(Records from a collection)
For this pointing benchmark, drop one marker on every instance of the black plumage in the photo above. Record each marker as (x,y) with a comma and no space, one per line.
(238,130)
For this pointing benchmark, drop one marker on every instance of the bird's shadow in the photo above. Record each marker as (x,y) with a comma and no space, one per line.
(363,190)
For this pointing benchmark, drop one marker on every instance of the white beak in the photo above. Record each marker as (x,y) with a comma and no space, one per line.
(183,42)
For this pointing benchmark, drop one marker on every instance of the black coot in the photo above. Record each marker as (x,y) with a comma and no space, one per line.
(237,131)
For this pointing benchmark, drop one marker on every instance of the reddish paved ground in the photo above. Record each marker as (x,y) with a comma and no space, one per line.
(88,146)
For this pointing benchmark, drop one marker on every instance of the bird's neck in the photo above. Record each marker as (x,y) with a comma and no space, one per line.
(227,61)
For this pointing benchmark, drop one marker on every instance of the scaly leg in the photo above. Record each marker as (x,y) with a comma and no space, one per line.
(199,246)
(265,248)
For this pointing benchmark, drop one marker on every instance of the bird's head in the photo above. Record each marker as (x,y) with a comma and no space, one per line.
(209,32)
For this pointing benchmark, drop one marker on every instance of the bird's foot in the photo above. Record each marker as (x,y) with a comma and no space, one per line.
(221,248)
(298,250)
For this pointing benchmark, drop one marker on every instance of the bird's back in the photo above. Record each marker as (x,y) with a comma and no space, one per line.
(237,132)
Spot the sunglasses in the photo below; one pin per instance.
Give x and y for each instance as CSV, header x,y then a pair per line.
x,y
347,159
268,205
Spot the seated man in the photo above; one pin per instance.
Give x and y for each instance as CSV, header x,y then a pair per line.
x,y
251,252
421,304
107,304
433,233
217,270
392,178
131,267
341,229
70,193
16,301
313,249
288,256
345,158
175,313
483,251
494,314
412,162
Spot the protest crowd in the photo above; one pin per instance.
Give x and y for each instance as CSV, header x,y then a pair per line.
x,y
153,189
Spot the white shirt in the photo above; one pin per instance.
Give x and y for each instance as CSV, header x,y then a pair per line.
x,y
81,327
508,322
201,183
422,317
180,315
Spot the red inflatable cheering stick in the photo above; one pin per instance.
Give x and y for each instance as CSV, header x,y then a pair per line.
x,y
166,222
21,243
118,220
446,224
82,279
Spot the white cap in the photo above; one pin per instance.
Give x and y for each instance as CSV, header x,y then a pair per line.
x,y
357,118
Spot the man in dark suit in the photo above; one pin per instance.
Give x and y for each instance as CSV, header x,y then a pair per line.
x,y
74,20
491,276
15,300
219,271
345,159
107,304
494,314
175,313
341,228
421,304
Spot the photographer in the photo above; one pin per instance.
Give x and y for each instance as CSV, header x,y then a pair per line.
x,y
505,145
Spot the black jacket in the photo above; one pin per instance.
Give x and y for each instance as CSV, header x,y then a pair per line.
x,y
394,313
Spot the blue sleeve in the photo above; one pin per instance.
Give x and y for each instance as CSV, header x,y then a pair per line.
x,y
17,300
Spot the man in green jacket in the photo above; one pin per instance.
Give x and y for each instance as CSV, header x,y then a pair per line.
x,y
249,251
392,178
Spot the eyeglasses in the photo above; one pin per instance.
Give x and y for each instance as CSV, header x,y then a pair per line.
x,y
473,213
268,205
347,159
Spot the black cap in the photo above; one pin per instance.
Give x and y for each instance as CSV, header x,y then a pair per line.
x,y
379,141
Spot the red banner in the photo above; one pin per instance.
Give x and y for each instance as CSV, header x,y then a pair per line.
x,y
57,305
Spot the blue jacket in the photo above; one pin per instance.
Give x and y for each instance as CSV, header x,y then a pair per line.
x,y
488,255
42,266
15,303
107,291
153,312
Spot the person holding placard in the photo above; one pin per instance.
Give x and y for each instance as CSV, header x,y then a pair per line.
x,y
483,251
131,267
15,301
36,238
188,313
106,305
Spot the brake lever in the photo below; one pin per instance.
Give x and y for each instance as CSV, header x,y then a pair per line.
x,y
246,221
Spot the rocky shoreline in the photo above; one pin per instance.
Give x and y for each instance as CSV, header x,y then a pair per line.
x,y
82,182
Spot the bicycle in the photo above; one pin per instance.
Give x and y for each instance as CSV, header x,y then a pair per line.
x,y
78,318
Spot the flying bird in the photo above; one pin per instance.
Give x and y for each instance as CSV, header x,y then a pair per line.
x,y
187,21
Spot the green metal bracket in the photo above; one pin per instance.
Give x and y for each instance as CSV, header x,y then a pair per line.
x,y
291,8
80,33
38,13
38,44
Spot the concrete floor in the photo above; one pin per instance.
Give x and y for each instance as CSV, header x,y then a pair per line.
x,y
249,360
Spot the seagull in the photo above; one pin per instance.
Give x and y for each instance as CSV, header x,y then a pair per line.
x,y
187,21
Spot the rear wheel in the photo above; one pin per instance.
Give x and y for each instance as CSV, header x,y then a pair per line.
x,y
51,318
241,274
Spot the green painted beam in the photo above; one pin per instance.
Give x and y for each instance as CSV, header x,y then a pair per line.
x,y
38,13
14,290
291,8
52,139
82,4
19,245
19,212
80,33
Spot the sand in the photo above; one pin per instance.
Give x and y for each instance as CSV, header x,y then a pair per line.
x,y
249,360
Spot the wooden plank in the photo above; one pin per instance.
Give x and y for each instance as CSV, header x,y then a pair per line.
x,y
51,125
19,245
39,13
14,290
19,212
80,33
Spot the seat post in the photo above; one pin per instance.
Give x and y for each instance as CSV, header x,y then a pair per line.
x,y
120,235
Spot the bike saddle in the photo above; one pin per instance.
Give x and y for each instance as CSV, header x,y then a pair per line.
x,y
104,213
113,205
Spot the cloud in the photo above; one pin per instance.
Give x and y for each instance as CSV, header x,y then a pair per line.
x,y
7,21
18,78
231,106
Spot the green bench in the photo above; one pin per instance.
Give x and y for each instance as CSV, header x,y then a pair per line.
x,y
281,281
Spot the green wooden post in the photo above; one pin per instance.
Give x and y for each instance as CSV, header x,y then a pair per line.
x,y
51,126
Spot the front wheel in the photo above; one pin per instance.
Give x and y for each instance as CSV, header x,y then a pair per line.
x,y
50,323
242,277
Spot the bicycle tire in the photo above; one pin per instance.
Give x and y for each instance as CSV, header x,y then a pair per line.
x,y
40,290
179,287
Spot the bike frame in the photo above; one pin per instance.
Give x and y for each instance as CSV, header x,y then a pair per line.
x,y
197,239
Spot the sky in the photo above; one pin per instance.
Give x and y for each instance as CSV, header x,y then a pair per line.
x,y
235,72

Problem requirements:
Type out the full listing again, exactly as given.

Final answer:
For this pointing benchmark, drop one marker on every instance of the black plumage in the photo above. Record each marker as (x,y) with a comma and no space, one per line.
(238,130)
For this pointing benchmark, drop one marker on every instance of the bird's shadow in the photo above. Record each marker as (x,y) with a comma and no space, one per line.
(363,190)
For this pointing benchmark, drop one marker on every instance of the white beak in the photo above. Record each marker as (x,y) with a comma and no space, one per line.
(183,42)
For this pointing benchmark, drop one marker on every instance of the black coot in the photo above. Record each marker as (x,y) with a comma and no space, one per line.
(237,131)
For this pointing benchmark, drop one marker on every instance of the reddish paved ground in the photo above. Record each marker as (x,y) with a comma and no space, one per line.
(88,146)
For this pointing benchmark, drop one marker on every instance of the bird's neck in the photo above. Record each marker as (x,y) with a comma and no space, one per line.
(227,61)
For this pointing benchmark, drop one marker on every instance of the scaly leg in the photo above. Record each marker as (x,y) with a comma and no space, one per line.
(199,246)
(265,248)
For this pointing benchmark, drop one marker on every instance of the bird's head in the photo above. Record each marker as (x,y) with a comma and no space, one per line.
(209,32)
For this pointing benchmark, drop one marker on every instance of the bird's foot in the photo above. Record each marker as (x,y) with a comma and no space, one per line.
(221,248)
(298,250)
For this pointing benchmark, drop one marker on every instance of the bird's back in the photo above. Record each marker as (x,y) with a comma and no space, one per line.
(237,132)
Spot the sunglasses in the photo below; one pin per instance.
Give x and y for each instance as CSV, header x,y then a pair per line.
x,y
347,159
268,205
Spot the seated man in the photo above; one pin per instance.
Give x and y for each instance as CSV, header x,y then a pair per line.
x,y
251,252
421,304
107,304
433,233
217,270
392,178
131,267
341,229
70,193
16,301
313,249
288,256
345,158
175,313
483,251
494,314
412,162
Spot the protest crowd in the photo above; one pin per instance.
Give x and y for each instance as CSV, header x,y then a pair per line.
x,y
153,189
Spot the white shirt in the photo above; one pin per instance.
Give x and y for each instance as CSV, header x,y then a pair per line.
x,y
81,327
508,322
201,183
422,317
180,315
Spot the red inflatable cheering stick in the photo above; one pin per instance.
Give x and y for each instance as CSV, header x,y then a pair per line.
x,y
166,222
21,243
118,220
446,224
82,279
Spot the white cap in the photo above; one pin per instance.
Give x and y for each instance as CSV, header x,y then a pair per line.
x,y
357,118
Spot the man in dark suit in the photo above; one pin per instance.
Give x and y for each instance as CSV, header x,y then a pair per line.
x,y
74,20
491,276
15,300
219,271
345,159
107,304
494,314
175,313
341,228
421,304
Spot the photographer in the photo above; one pin per instance.
Give x and y for each instance as CSV, header x,y then a pair per line.
x,y
505,145
Spot the black jacket in the photo above; one pin per instance.
Give x and y for each instance as CSV, header x,y then a pair per line.
x,y
394,313
Spot the blue sleeve in the photo above; one pin per instance.
Give x and y for each instance as CSV, header x,y then a pair per line.
x,y
17,300
Spot the man in green jacket in the photo above; one pin per instance.
Give x and y for each instance as CSV, header x,y then a pair per line.
x,y
249,251
392,178
Spot the eyeglasses in the photo above; one pin per instance.
Give x and y for each instance as CSV, header x,y then a pair per line.
x,y
473,213
268,205
347,159
Spot the black cap in the photo above; one pin per instance.
Give x and y for each instance as CSV, header x,y then a pair per line.
x,y
379,141
Spot the red banner in the photo above; one pin per instance.
Give x and y for each instance as CSV, header x,y then a pair per line.
x,y
57,305
Spot the blue jacket in the photo above; one pin per instance.
Give x and y for each instance as CSV, header x,y then a pair per line.
x,y
488,255
42,266
15,303
107,291
153,312
Spot the person holding placard in the photo above; one pin per instance.
Give x and y for each instance as CSV, header x,y then a pair per line.
x,y
483,251
131,267
15,301
36,238
188,313
106,305
Spot the brake lever in the photo below; one pin per instance.
Give x and y for each instance as CSV, header x,y then a pair per line.
x,y
246,221
Spot the rocky shoreline in the photo above; one pin per instance.
Give x and y for each instance as CSV, header x,y then a pair per line.
x,y
82,182
Spot the bicycle in the photo above; one pin per instance.
Give x and y for each instance as CSV, header x,y then a pair per line.
x,y
78,318
Spot the flying bird in the photo above; one pin per instance.
Give x and y for each instance as CSV, header x,y then a pair per line.
x,y
187,21
Spot the green metal bracket in the photo above; one pin per instance.
Give x and y for each instance as CSV, header x,y then a pair per line.
x,y
291,8
80,33
38,13
38,44
Spot the concrete floor in the photo above; one pin per instance.
Give x and y for each instance as CSV, header x,y then a pair per line.
x,y
249,360
Spot the seagull in the photo above; one pin per instance.
Give x and y for each instance as CSV, header x,y then a pair per line.
x,y
187,21
Spot the rear wheel in the photo above; one pin per instance.
Give x and y for each instance as CSV, header x,y then a pair per line.
x,y
51,318
241,274
Spot the green painted beam in the photo above; one pin per instance.
Give x and y for each instance as CSV, header x,y then a pair per line.
x,y
38,13
14,290
291,8
52,139
82,4
19,245
19,212
80,33
Spot the sand in the photo above; one pin per instance.
Give x and y for each instance as CSV, header x,y then a pair per line.
x,y
249,360
Spot the wooden plank in the photo above; one pin per instance.
Give x and y for each instance as CSV, header x,y then a pair per line.
x,y
51,125
19,245
39,13
14,290
19,212
80,33
Spot the seat post in the photo above; one pin per instance.
Give x and y for each instance as CSV, header x,y then a pair per line.
x,y
120,235
Spot the bike saddle in the photo above; one pin per instance.
Give x and y for each instance as CSV, header x,y then a pair per line.
x,y
104,213
113,205
Spot the cloud in the photo above; one pin per instance.
Give x and y for each instance as CSV, header x,y then a pair per line.
x,y
7,21
18,78
231,106
Spot the green bench in the photo above; one pin per instance.
Give x and y for each instance as CSV, header x,y then a pair per line.
x,y
281,281
Spot the green wooden post in the photo above; one pin per instance.
Give x and y for each instance as CSV, header x,y then a pair per line.
x,y
51,126
Spot the front wheel in the photo above; one pin per instance.
Give x and y for each instance as CSV, header x,y then a pair per line.
x,y
50,323
242,277
Spot the bicycle tire in the photo above; one pin per instance.
Give x and y for each instance as CSV, header x,y then a pair per line.
x,y
40,290
179,287
Spot the bike frame in the photo above; one pin per instance.
Give x and y for each instance as CSV, header x,y then a pair per line.
x,y
197,239
Spot the sky in the photo above; one pin per instance.
Give x and y for each instance as CSV, header x,y then a pair per line.
x,y
235,72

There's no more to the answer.